La verdad es que jamás estuve obsesionado con mi apariencia física. Todos los “¡come bien!”, “¡niño de Biafra!”, “¡muerto de hambre!”, “¡desnutrido!” y multitud de crueles etcéteras, me tenían sin cuidado. Se puede decir, sin temor a duda, que fui un esqueleto andante de enorme nariz hasta después de ya varios años de casado, y no experimenté ninguna clase de angustia por ello… Pero la indiferencia no duró eternamente.
Un día cercano a mi cumpleaños cuarenta, mientras me veía frente al espejo, se me escapó el aplomo del chamaco despreocupado. Miré, como por primera vez, mi rostro requemado por el sol, surcado de arrugas, ojeroso, muy fatigado. Ni qué decir del exceso de grasa que ahora, al fin, se acumulaba en la panza, los pectorales y los tríceps. Pero, aun más que aquello, lo que verdaderamente me hería era el reflejo de alguien que, a mi parecer, era un tipo sin resultados, sin triunfos, sin trascendencia, sin grandes logros, sin muchas posesiones materiales ni dinero de sobra en el banco. Aquella experiencia me hizo entrar en una fuerte crisis de depresión y ansiedad que incluso me llevó a tomar medicamentos para lograr sobreponerme.

+ + + + + + +

> LISTA DE ACTIVIDADES:
- A) En el relato sobre la crisis de los cuarenta, ¿qué provocó en quien narra la experiencia frente al espejo?
- B) Prolongue el relato sobre la crisis de los cuarenta a partir del punto en que termina.

+ + + + + + +

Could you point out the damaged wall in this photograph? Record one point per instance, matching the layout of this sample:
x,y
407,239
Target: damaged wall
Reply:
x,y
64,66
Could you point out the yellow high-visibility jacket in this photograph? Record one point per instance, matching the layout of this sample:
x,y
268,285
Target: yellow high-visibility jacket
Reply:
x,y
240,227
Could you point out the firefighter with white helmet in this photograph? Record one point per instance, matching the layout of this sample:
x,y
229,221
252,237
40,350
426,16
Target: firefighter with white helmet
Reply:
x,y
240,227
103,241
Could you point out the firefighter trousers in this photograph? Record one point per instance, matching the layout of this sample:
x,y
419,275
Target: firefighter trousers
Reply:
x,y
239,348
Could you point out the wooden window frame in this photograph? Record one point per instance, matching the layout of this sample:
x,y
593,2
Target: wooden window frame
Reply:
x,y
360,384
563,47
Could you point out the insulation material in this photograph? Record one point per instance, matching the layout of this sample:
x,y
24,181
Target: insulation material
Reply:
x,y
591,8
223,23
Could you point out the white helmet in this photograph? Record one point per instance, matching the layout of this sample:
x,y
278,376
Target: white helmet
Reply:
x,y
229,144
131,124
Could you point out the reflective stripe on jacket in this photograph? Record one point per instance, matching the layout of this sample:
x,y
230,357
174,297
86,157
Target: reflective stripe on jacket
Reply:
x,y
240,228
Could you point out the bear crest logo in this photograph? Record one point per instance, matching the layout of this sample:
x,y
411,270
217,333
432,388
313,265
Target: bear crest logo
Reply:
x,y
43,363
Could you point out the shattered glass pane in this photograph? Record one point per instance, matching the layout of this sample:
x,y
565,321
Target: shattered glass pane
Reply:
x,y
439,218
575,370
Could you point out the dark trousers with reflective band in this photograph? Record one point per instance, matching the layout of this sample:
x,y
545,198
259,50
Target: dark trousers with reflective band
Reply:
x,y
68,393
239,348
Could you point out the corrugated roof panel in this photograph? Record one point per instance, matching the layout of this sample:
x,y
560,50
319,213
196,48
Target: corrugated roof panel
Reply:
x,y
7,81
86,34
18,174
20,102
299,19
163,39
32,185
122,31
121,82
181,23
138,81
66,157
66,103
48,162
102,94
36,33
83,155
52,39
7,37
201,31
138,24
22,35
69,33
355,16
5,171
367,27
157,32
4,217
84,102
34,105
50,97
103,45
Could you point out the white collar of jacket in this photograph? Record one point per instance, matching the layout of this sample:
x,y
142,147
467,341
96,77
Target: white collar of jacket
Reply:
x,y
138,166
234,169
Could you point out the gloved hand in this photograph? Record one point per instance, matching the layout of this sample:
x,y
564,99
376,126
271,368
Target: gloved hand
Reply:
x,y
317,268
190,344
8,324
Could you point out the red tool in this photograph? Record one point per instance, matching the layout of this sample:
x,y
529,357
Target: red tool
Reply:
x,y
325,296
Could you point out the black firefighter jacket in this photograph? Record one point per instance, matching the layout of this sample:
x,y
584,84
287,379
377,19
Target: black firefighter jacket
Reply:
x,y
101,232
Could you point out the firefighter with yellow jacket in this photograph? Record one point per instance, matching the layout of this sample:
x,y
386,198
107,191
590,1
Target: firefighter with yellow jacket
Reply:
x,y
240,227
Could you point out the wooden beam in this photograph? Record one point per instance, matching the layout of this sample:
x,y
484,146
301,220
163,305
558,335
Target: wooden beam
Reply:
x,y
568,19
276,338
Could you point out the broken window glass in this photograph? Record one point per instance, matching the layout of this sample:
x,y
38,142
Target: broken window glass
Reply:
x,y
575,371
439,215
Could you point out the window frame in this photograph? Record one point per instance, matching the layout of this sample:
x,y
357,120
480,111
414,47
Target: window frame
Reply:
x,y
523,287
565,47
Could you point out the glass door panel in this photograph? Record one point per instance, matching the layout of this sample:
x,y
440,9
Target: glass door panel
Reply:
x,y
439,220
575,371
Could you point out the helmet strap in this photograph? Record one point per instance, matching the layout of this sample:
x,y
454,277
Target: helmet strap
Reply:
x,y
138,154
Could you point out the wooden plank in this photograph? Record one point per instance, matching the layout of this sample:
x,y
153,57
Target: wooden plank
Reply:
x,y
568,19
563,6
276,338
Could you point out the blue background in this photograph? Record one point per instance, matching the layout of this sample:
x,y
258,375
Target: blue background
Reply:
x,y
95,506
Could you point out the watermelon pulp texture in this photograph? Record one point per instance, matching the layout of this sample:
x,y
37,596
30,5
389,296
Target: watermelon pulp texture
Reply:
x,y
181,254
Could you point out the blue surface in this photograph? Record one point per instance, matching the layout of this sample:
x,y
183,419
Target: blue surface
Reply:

+ + + + + + +

> RESPUESTAS:
- A) Una fuerte crisis de depresión y ansiedad, que incluso le llevó a tomar medicamentos para lograr sobreponerse.

- B)
El oscuro trance duró más o menos un año. Gracias al apoyo incondicional de mi familia, y a mi tendencia inherente a descansar en la creencia de un poder superior, logré que mi vida eventualmente retornara a la “normalidad”. Pero bien dicen por ahí que los monstruos que no vencemos por completo siempre regresan por la revancha.
Con ya varios meses en el actual confinamiento, comencé a percibir de nuevo esa sensación amarga: un entumecimiento similar al de mi crisis anterior empezaba a agolparse en mis pensamientos y en mi cuerpo. Decidí, después de mucho batallar conmigo mismo, plantarme otra vez frente al espejo; pero en esa ocasión me pareció que pude ver algo más. Entendí que, casi siempre, lo que vemos en nuestro reflejo es lo que creemos de nosotros, no lo que realmente somos. Y dichas creencias negativas están fundamentadas, en esencia, en los condicionamientos generados por los principios familiares, por las costumbres, por la publicidad, por las realidades establecidas por la norma, por los hábitos cimentados por las modas.
Aquel hombre frente a mí, cuyo desgaste físico era indudable, debía sentirse orgulloso: sus arrugas y ojeras no eran más que sus honrosas heridas de batalla, como las de un samurái. El fracasado, el inútil, el limitado que creía ver en mí, no era realmente yo, sino la persona que me habían enseñado a creer que era yo.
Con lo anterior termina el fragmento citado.